» Task statement
Find the word "pair" in the data, then copy each line where it is found.
....
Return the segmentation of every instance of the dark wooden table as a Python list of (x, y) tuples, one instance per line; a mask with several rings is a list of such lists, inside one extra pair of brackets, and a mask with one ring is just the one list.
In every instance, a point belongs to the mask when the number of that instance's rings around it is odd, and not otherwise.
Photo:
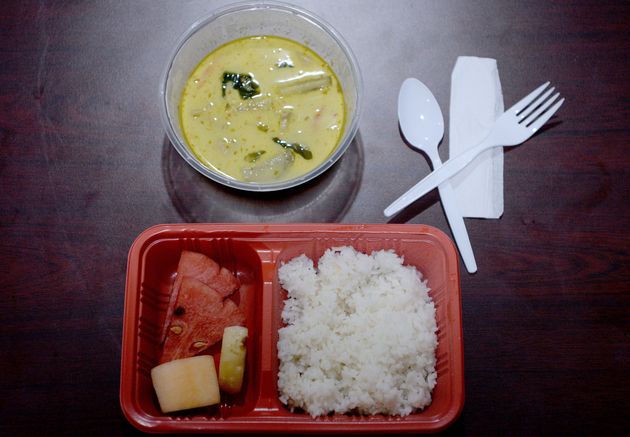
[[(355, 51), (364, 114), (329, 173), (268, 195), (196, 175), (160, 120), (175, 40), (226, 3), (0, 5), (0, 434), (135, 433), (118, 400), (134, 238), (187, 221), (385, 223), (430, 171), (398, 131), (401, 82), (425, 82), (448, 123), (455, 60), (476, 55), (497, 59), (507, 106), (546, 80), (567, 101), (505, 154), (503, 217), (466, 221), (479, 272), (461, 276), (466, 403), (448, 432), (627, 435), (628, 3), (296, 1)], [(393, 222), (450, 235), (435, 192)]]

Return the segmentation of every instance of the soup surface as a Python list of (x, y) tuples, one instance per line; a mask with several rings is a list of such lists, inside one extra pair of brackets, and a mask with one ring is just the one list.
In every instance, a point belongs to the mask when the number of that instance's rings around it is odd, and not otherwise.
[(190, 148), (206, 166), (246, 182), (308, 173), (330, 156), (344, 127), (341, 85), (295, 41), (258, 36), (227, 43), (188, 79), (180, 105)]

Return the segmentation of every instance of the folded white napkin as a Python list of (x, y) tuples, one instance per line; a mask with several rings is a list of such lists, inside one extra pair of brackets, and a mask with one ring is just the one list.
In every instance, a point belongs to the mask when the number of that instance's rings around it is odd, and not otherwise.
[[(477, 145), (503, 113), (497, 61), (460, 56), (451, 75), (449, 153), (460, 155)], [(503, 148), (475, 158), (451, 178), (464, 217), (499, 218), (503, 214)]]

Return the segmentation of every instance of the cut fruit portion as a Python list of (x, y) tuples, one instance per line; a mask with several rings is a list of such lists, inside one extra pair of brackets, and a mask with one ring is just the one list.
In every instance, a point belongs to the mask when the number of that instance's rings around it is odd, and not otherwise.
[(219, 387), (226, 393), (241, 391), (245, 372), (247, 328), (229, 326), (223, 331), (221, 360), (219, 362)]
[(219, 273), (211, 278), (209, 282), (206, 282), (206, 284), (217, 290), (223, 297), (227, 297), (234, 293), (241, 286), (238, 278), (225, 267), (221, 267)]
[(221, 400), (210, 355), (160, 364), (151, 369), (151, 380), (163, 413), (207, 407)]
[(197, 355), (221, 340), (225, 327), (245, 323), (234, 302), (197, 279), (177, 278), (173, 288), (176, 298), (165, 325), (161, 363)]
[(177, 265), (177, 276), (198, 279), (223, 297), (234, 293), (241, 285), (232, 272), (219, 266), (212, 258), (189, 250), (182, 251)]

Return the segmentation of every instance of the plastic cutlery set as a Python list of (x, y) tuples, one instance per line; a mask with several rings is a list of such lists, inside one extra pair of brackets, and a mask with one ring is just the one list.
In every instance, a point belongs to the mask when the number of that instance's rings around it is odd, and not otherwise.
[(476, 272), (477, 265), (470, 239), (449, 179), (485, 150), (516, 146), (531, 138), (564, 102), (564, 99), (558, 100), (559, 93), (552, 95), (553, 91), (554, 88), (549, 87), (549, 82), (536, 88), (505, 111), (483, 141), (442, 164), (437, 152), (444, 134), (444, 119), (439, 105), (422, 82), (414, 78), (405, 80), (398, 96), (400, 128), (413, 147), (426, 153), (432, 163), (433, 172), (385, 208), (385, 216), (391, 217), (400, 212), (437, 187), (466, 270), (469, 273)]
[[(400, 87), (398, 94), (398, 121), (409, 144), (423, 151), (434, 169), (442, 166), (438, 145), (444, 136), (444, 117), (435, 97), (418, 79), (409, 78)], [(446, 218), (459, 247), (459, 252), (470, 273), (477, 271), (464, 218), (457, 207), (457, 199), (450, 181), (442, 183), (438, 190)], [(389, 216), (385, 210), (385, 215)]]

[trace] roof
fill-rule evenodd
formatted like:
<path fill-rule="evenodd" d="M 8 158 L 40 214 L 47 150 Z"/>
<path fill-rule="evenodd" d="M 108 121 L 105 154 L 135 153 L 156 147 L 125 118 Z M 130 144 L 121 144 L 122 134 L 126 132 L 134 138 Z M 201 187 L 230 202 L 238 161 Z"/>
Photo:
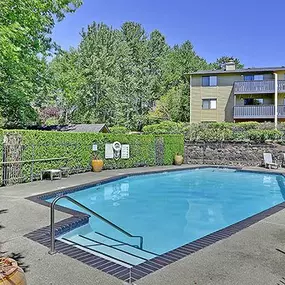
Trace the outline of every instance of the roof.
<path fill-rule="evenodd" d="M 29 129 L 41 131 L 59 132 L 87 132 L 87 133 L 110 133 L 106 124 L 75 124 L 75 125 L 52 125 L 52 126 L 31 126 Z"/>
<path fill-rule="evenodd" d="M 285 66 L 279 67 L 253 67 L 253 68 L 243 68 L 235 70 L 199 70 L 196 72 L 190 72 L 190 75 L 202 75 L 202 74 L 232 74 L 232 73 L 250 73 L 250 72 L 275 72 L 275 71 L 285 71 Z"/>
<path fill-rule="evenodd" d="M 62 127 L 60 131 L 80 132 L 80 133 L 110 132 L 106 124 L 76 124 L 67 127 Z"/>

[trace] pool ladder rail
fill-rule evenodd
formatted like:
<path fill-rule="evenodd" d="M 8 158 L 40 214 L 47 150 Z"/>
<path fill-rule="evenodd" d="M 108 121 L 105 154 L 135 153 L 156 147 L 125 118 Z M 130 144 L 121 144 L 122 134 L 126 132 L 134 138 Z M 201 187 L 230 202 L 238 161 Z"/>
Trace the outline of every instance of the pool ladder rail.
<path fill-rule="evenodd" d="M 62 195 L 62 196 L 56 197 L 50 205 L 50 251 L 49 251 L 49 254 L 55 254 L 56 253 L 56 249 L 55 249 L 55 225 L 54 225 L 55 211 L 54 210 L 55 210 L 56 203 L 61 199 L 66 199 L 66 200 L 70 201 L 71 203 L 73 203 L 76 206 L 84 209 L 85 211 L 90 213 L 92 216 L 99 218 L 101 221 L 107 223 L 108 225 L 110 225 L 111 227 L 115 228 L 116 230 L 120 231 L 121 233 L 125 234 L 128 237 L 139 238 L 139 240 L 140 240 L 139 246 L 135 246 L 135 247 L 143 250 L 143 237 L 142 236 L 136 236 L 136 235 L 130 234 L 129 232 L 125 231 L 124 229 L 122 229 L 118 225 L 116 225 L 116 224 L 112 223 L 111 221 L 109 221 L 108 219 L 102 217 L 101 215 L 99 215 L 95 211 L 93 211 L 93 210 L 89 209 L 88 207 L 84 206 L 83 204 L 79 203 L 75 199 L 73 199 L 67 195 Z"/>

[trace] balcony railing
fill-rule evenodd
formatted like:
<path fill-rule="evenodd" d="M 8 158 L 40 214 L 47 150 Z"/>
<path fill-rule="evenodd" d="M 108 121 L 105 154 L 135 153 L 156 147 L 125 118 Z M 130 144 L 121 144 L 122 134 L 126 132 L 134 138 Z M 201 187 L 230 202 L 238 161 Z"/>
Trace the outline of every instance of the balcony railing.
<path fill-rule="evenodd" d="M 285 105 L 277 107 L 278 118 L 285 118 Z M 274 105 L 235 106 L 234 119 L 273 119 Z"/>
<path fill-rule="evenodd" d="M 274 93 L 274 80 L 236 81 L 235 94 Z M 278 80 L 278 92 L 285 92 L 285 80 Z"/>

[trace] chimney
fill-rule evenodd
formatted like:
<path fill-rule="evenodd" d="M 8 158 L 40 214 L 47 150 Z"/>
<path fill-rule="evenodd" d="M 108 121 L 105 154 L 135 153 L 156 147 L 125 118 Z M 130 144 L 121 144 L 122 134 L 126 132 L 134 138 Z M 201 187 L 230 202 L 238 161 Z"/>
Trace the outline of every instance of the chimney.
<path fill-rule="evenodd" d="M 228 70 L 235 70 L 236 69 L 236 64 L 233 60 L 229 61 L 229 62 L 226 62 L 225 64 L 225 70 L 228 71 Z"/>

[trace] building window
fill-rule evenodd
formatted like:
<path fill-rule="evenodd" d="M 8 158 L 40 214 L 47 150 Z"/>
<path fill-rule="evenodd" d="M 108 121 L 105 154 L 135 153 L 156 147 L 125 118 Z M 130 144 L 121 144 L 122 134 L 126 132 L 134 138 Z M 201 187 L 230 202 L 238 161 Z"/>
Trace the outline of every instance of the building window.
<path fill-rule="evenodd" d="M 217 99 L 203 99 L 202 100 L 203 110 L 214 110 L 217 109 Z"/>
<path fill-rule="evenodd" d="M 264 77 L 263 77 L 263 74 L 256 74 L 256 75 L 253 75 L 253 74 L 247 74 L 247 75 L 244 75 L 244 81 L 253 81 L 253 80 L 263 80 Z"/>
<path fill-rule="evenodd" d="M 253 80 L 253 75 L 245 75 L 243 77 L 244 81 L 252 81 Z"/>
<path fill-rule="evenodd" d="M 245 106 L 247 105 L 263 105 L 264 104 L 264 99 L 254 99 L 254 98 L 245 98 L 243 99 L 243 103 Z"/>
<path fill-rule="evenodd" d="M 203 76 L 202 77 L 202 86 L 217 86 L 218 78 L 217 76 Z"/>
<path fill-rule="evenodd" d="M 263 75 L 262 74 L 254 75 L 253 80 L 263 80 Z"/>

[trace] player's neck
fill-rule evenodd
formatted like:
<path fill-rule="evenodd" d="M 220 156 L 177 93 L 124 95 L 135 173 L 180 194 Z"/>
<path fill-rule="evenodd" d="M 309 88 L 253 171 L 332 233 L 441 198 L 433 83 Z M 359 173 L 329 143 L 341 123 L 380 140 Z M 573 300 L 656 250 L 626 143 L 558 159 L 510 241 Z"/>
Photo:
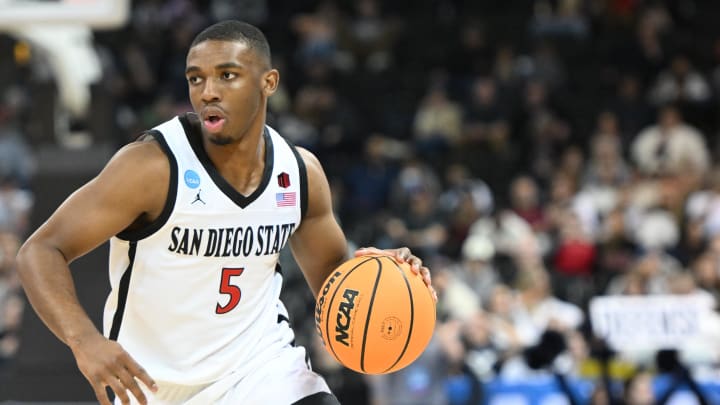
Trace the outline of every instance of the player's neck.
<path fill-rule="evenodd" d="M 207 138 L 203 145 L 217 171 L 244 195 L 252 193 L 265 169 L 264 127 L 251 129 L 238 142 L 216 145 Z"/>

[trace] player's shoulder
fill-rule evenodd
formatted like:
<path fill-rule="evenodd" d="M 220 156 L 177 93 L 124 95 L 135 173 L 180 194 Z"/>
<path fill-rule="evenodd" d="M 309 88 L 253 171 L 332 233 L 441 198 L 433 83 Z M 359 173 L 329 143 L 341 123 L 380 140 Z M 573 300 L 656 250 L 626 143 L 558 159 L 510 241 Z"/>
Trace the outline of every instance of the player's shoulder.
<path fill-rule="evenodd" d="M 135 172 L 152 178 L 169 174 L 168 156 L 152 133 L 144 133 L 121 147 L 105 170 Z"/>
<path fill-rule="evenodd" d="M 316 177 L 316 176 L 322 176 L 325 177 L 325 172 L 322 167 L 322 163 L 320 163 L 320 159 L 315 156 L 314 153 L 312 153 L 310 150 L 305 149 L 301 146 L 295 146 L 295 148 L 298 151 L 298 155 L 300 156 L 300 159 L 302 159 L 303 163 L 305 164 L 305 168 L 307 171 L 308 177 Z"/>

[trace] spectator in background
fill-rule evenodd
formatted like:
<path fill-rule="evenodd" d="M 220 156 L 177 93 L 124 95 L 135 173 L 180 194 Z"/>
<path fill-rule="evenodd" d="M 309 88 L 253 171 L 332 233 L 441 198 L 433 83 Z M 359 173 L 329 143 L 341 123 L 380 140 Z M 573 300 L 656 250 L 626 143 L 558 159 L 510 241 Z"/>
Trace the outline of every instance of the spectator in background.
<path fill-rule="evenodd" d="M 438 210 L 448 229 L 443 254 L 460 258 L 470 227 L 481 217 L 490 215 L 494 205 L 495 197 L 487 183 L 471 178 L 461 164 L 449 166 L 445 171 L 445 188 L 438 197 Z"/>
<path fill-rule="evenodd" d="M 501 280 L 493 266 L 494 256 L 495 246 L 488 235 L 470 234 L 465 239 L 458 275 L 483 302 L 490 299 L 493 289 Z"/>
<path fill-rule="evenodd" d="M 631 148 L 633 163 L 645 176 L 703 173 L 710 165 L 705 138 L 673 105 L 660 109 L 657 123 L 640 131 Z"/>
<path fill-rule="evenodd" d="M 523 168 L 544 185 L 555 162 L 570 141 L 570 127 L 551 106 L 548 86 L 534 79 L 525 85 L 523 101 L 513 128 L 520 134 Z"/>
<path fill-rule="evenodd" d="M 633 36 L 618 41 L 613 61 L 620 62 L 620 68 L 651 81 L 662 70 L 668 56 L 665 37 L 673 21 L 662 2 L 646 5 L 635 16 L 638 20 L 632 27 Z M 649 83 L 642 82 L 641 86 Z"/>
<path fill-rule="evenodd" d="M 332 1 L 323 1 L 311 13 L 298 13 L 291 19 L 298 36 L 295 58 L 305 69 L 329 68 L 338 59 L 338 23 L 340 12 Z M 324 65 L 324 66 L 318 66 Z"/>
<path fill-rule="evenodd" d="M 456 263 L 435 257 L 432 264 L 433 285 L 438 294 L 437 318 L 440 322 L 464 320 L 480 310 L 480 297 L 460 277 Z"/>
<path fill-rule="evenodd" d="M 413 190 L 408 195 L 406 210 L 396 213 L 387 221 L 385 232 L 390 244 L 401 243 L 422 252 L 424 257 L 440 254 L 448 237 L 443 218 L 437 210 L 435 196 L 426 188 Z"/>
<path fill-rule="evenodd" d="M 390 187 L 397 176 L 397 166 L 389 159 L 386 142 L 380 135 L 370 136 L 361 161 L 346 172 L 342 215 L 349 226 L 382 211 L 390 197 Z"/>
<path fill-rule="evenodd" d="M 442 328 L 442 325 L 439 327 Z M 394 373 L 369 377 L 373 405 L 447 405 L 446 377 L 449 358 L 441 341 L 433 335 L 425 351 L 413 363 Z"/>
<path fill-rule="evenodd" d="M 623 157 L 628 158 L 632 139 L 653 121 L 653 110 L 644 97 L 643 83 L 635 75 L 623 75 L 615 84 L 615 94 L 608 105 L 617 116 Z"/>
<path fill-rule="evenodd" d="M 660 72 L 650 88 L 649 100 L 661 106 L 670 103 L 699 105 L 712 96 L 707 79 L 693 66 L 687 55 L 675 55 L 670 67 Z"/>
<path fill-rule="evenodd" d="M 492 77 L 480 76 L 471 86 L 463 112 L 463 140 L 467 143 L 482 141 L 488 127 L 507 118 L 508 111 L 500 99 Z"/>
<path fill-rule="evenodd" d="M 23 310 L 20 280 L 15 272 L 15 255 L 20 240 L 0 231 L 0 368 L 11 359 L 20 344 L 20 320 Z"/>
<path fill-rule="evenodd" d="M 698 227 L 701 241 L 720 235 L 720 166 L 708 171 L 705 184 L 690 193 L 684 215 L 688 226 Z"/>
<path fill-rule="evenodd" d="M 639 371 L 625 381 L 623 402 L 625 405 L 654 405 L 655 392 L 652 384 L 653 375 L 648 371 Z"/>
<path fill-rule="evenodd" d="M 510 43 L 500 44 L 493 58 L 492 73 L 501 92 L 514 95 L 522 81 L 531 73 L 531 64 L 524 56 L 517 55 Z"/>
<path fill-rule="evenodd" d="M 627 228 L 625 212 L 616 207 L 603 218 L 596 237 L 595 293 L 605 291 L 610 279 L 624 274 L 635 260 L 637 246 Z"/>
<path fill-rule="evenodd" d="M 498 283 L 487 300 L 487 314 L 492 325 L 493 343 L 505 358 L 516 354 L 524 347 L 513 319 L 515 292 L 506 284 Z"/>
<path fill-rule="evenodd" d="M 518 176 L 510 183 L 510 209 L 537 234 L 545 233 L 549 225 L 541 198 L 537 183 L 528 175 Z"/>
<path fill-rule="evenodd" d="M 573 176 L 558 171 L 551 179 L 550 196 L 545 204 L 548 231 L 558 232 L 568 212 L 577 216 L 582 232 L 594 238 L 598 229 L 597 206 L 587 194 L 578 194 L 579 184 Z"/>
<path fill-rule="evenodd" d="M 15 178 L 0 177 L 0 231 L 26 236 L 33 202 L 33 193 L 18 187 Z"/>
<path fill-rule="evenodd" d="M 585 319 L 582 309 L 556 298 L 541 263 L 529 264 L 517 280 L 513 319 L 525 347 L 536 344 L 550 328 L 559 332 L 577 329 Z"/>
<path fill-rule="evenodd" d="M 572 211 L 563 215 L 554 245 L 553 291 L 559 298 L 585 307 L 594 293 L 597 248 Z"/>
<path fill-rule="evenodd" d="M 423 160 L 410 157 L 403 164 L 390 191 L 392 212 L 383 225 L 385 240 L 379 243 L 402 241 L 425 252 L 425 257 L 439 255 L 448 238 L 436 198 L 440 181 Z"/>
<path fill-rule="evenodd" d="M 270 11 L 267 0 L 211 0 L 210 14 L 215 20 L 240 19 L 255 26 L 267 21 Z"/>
....
» Response for this exercise
Return the segmentation of every instance of the dark wooden table as a Python list of (x, y) tuples, one instance per line; a mask with several rings is a list of such lists, inside one extra pair of brackets, and a mask with one ring is just the one list.
Return the segmentation of every instance of the soup surface as a Python list of (x, y) tuples, one instance per line; a mask with several rings is a list of such lists, inside one extra pair of brackets, and a mask with one ring is just the one list.
Return the segmentation of every instance of the folded white napkin as a Python list of (x, y) tuples, one instance per line; a mask with several rings is a list of such lists, inside one extra pair of brackets, and a mask with one ring is just the one list.
Return the segmentation of every instance of the cut fruit portion as a Python list of (x, y) tuples, one instance per line; a mask with several rings is a list of such lists, inside one extra pair of brackets, and a mask with one ring is just the one list.
Return the segmentation of every instance of the plastic cutlery set as a Python list of (x, y) tuples, one instance per line; a mask with several rings is a list of such lists, inside one extra pair of brackets, and a mask with one ring is just the one list.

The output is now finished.